> [SET PROBLEM]
Lay out the entries below as a two-column CSV with the headers "prompt" and "answer", one row per entry, putting each entry's text and its answer in a single quoted field with line breaks replaced by spaces. Leave the pictures out.

> [ITEMS]
◇ ◇ ◇ ◇ ◇ ◇ ◇

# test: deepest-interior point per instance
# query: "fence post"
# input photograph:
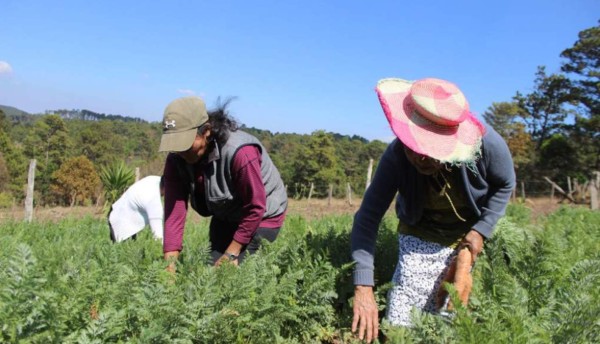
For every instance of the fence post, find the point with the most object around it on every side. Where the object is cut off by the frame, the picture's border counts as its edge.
(369, 173)
(349, 193)
(594, 185)
(29, 196)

◇ ◇ ◇ ◇ ◇ ◇ ◇

> [FULL ANSWER]
prompt,answer
"# test: deepest-interior point per instance # query: ""fence post"" # input photograph: For every instance of the fence post, find the point with the most object around it on every side. Where the object is cut off by the frame, the picture's border counts as its edge.","(369, 173) (349, 193) (594, 185) (29, 196)"